> Records from a dataset
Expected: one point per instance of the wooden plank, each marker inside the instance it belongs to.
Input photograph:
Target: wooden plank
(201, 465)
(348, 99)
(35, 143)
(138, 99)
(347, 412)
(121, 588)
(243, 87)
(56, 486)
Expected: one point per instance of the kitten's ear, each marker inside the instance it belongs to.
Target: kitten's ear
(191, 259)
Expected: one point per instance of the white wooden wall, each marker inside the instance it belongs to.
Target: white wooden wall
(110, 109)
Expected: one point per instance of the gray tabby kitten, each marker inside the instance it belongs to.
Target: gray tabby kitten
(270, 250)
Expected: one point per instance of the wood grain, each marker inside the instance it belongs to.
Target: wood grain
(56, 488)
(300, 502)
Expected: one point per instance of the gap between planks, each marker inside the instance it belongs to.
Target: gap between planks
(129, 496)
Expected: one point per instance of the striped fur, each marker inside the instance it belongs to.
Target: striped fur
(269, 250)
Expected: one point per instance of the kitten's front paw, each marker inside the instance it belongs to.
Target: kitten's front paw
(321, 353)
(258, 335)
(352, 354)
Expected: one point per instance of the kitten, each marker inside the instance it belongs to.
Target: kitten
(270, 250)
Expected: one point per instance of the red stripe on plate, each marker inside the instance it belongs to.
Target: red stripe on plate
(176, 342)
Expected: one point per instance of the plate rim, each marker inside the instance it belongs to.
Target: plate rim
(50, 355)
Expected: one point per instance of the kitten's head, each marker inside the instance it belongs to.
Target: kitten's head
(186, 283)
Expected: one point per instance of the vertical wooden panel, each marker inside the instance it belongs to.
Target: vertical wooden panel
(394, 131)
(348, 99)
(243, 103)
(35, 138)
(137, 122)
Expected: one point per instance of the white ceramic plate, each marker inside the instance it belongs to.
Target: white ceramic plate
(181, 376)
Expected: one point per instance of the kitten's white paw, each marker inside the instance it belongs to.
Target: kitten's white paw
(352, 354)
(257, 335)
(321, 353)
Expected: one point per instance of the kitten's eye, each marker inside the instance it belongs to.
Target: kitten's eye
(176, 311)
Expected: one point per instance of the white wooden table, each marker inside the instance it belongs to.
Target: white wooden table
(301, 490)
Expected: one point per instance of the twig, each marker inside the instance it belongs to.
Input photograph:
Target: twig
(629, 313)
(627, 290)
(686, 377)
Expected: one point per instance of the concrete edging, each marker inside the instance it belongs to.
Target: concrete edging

> ACTIVITY
Above are the records; copy exactly the lines from the line with "Target: wooden plank" through the line with "Expected: one point per instance of the white wooden table, each", both included.

> ANSWER FOR THE TASK
Target: wooden plank
(201, 465)
(348, 99)
(35, 143)
(138, 99)
(347, 412)
(121, 588)
(243, 87)
(56, 486)
Expected: one point per instance of the kitten's ear, each marker inside the instance it belongs to.
Target: kitten's ear
(191, 259)
Expected: one point per instance of the white wooden wall, each marker inside the instance it belongs to.
Target: white wooden wall
(110, 109)
Expected: one point per instance of the gray tabby kitten, each marker inside the instance it belongs to.
Target: gray tabby kitten
(270, 250)
Expected: one point per instance of the wood grain, each marker inside the instance it belongs to.
Target: wood grain
(56, 488)
(300, 502)
Expected: one point per instance of the gap between planks, each marker inside the instance it belongs to.
Target: gap between planks
(129, 496)
Expected: one point per instance of the striped fur, each marker inside the instance it belongs to.
Target: striped fur
(269, 250)
Expected: one point per instance of the kitten's front paw, each marker inside the instance it belongs to.
Target: kitten's front paw
(321, 353)
(258, 335)
(352, 354)
Expected: one point per instance of the kitten, each marker inside the instance it belongs to.
Target: kitten
(270, 250)
Expected: one point per instance of the red stripe on plate, each marker inside the instance it belongs to.
Target: red stripe on plate
(176, 342)
Expected: one point per instance of the plate rim, each marker inside the instance it belongs to.
Target: plate rim
(50, 355)
Expected: one point per instance of the kitten's head, each marker inside the instance it belongs to.
Target: kitten's head
(186, 283)
Expected: one point per instance of the vertical wooden panel, each marker inside the instance it belongs to.
Target: vertical wooden panel
(394, 131)
(348, 99)
(243, 103)
(35, 138)
(137, 122)
Expected: one point per instance of the white ceramic plate, each marker inside the instance it belongs to.
Target: white ceramic plate
(181, 376)
Expected: one point per instance of the kitten's white paw, each marker inside the instance it belongs to.
Target: kitten's white paw
(352, 354)
(257, 335)
(321, 353)
Expected: one point per instance of the kitten's eye, each marker inside the instance it belongs to.
Target: kitten's eye
(176, 311)
Expected: one point per instance of the white wooden table, each marker inside the instance it belongs to.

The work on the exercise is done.